Transcribe the stretch of the speech on local government funding from "Of course, a" through "provide some clues.".

• **Source document**:
## start

At least the Government have recognised that there is a crisis in the funding of adult social care. The costs of care for vulnerable children is, if anything, a bigger funding crisis. The total number of looked-after children reached a new high of 75,420 last year, representing the biggest annual rise in the number of children in care in eight years. An average of 88 children now come into care every day and, overall, councils face a £3.1 billion funding gap for children’s services by 2025. Again, sadly, the government response in terms of funding is minimal in comparison to the need—just a share of the social care and children’s budget of £410 million, when the need is £600 million for children alone. Can the Minister provide assurance that policies are being developed by the Government to address what appears a startling abdication of responsibility for the most vulnerable children in England?
At the heart of these two immense failures is the bare fact that the Government are failing to develop policies for the fundamental reform of local government finance. They have previously committed to a multiyear provision of funding. That has failed, and local government finds that it is unable to plan for more than one year at a time because of it. That is simply not an efficient use of public funds. A major portion of the quantum of funds available comes from business rates. That tax is rightly criticised for no longer reflecting modern business practice. My party, the Liberal Democrats, has at least proposed a solution: replace business rates with a commercial landowner levy and increase funding for health and social care with a 1p rise in income tax. What are the Government’s plans?
Of course, a major element of the problem for local government is that key decisions are still taken in London. Where are the plans for a genuine devolution of responsibilities and funding? Perhaps the Minister can provide some clues.

## end

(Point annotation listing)
## start

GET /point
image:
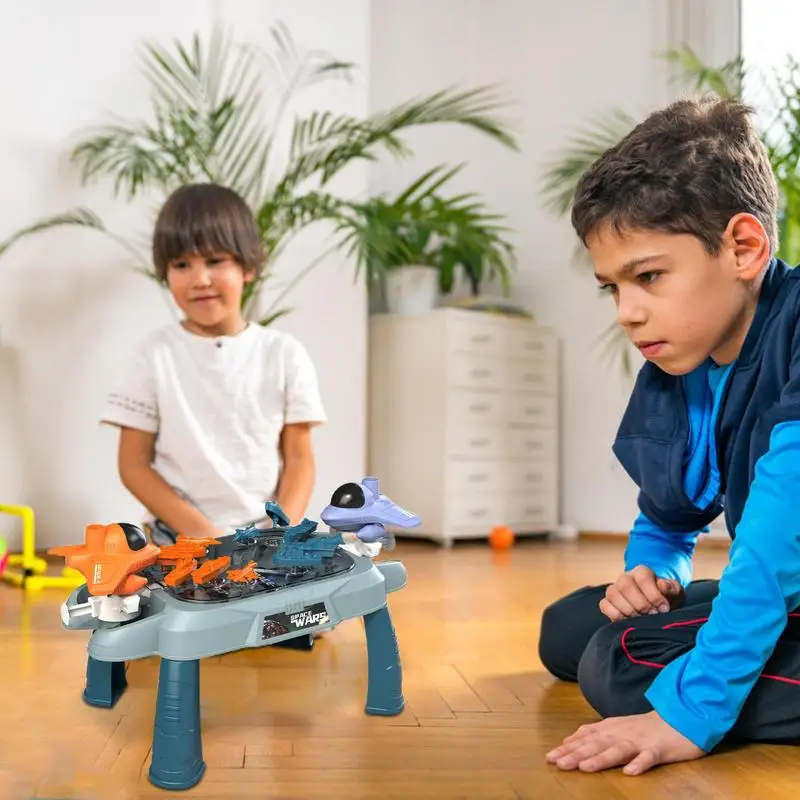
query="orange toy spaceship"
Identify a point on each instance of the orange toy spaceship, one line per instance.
(110, 557)
(183, 569)
(210, 570)
(185, 547)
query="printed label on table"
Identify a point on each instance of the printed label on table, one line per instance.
(280, 624)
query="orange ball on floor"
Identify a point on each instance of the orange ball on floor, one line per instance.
(501, 537)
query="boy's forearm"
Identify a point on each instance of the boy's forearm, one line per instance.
(295, 487)
(668, 554)
(158, 497)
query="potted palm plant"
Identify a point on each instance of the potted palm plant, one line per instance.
(779, 130)
(415, 244)
(217, 114)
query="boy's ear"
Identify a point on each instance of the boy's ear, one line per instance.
(747, 240)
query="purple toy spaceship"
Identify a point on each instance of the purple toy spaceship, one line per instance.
(361, 508)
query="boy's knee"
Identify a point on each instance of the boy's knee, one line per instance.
(603, 675)
(557, 650)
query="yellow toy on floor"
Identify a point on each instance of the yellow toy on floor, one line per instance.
(26, 569)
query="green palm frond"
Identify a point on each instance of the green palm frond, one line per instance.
(216, 112)
(332, 144)
(563, 172)
(421, 226)
(724, 81)
(82, 217)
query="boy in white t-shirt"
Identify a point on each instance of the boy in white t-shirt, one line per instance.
(215, 413)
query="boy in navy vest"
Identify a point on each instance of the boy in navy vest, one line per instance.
(680, 221)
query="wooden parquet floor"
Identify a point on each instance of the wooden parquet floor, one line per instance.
(481, 712)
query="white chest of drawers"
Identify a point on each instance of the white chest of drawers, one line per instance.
(463, 421)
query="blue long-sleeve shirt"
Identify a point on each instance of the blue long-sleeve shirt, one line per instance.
(701, 693)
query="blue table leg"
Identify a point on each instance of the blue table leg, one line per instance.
(177, 761)
(385, 678)
(105, 682)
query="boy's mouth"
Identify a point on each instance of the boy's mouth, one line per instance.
(650, 349)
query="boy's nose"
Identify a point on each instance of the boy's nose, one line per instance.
(630, 313)
(201, 276)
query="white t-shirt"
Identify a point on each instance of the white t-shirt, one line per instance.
(218, 406)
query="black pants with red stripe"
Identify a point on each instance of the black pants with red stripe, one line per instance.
(615, 662)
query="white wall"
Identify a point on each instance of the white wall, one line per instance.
(67, 309)
(561, 63)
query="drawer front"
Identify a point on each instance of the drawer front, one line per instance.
(475, 442)
(532, 511)
(476, 337)
(478, 511)
(471, 410)
(471, 372)
(533, 375)
(532, 410)
(465, 476)
(527, 343)
(532, 445)
(531, 476)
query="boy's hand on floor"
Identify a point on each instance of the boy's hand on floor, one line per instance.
(640, 592)
(636, 743)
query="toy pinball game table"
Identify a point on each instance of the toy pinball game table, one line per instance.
(207, 597)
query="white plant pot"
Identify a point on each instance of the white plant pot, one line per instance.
(412, 289)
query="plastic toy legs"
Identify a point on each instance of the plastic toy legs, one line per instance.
(105, 682)
(177, 761)
(385, 679)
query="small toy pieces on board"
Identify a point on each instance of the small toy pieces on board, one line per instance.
(501, 537)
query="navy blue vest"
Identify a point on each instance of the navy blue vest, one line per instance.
(762, 390)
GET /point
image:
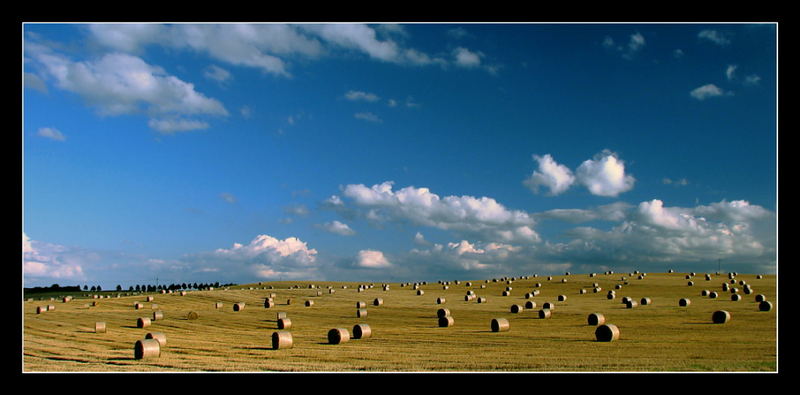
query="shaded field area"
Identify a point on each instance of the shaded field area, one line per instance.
(406, 336)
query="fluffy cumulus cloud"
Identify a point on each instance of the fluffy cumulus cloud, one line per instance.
(604, 175)
(372, 259)
(484, 215)
(265, 257)
(118, 83)
(707, 91)
(50, 263)
(51, 133)
(654, 233)
(338, 228)
(556, 177)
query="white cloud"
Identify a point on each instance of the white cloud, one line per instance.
(359, 95)
(51, 133)
(483, 215)
(372, 259)
(752, 80)
(466, 58)
(217, 73)
(172, 125)
(604, 175)
(367, 116)
(557, 177)
(52, 262)
(714, 36)
(118, 83)
(297, 209)
(706, 91)
(34, 82)
(265, 257)
(730, 72)
(338, 228)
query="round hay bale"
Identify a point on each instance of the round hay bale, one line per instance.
(545, 313)
(159, 336)
(281, 339)
(362, 331)
(720, 317)
(285, 323)
(446, 321)
(147, 348)
(500, 325)
(338, 336)
(596, 319)
(142, 322)
(606, 333)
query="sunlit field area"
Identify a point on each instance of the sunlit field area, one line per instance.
(202, 331)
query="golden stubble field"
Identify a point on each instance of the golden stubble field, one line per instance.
(406, 337)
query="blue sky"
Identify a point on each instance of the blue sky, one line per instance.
(395, 152)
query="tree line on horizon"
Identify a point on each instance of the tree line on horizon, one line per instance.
(136, 288)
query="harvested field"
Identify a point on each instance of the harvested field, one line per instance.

## end

• **Solved exercise**:
Of course, a major element of the problem for local government is that key decisions are still taken in London. Where are the plans for a genuine devolution of responsibilities and funding? Perhaps the Minister can provide some clues.